Goal of the exercise> Rewrite the lines of the records from the first one through the line containing "an instance may span separate parts", replacing "truck" with "lorry" and leaving everything else unchanged. Leave the pictures out of your answer.

___ Records for this exercise ___

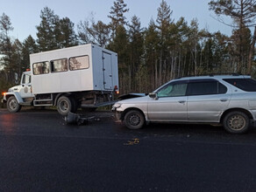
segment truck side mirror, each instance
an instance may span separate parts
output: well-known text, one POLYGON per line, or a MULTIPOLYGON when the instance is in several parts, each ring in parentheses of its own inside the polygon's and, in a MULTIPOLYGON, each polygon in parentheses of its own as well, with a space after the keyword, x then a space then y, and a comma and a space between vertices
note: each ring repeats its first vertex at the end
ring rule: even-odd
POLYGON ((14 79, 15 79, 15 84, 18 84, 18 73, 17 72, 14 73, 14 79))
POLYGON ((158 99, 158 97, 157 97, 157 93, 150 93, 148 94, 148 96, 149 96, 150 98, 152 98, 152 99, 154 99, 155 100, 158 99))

___

Expected output>
segment lorry side mirror, each instance
an instance may span separate parts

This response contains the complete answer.